EXERCISE TASK 1: According to the forum thread, what exchange charge typically applies when a sterling card is used to pay in US dollars?
EXERCISE TASK 2: In the part of the rows that opens with the line containing "On this screen, I'm looking for the open" and continues through the end of the rows, substitute "flower" for "blossom". Return only that part, with everything else unchanged.

** begin PAGE EXCERPT **

# Paying for Visa Fee (Spouse Visa)



## Shelby (Feb 9, 2011)

Hello, I'm shortly returning to the USA to apply for my spouse visa.

My husband will be paying for the visa fee using his credit card, is this ok, does the system deal with differing billing names etc ok?

Also, my passport/visa is in my maiden name, do I have to put in my married name anywhere on the visa application? Is there a section for "other names"?

Can he also use his card for the expediated service on world bridge?

Thanks in advance for any help.


----------



## Shelby (Feb 9, 2011)

Anyone know the answer to this?


----------



## Bevdeforges (Nov 16, 2007)

On a forum like this, you need to give it a good day or two. 

Have never applied for a UK spouse visa, but I see no reason why they would care what name the credit card is in that pays for the fees. 

There are a number of threads running currently about the "strategy" of when and how to change your name after marriage. But generally, it seems like most folks apply for the visa in the name that is on their passport and then deal with the rest of it after they are settled into life in the UK.
Cheers,
Bev


----------



## Joppa (Sep 7, 2009)

Bevdeforges said:


> On a forum like this, you need to give it a good day or two.
> 
> Have never applied for a UK spouse visa, but I see no reason why they would care what name the credit card is in that pays for the fees.
> 
> ...


Using your husband's card shouldn't be an issue, but if it's a sterling card and you are paying in US$, then there will be exchange charges (often hidden in the rate used), typically around 3%.
I agree just apply everything in the name on your passport (maiden name) and change your name after being settled in UK. When you get a new US passport in your new name, just carry both passports when travelling.

** end PAGE EXCERPT **
** begin DATASET ROWS **

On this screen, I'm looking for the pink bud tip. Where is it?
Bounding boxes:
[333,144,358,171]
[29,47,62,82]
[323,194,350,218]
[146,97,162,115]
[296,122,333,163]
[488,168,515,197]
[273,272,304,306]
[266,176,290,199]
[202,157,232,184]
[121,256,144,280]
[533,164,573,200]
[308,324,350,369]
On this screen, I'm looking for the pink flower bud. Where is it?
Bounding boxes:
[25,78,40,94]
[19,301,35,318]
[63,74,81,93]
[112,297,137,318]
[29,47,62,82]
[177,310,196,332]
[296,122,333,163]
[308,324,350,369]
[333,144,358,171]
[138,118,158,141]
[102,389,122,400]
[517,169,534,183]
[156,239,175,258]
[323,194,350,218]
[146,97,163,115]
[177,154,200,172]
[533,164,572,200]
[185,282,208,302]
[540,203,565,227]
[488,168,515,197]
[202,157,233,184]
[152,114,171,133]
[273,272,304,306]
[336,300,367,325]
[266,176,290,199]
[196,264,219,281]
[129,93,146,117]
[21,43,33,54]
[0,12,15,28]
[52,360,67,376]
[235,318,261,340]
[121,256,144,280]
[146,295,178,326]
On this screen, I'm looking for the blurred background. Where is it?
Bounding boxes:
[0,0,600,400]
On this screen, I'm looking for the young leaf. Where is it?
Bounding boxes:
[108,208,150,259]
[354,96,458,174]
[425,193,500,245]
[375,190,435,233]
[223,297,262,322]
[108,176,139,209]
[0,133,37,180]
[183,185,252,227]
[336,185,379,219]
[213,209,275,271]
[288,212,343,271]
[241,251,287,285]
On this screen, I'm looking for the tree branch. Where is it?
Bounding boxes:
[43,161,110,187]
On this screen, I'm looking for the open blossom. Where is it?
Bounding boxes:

** end DATASET ROWS **

EXPECTED ANSWER 1: Typically around 3%, often hidden in the rate used.

EXPECTED ANSWER 2:
On this screen, I'm looking for the open flower. Where is it?
Bounding boxes:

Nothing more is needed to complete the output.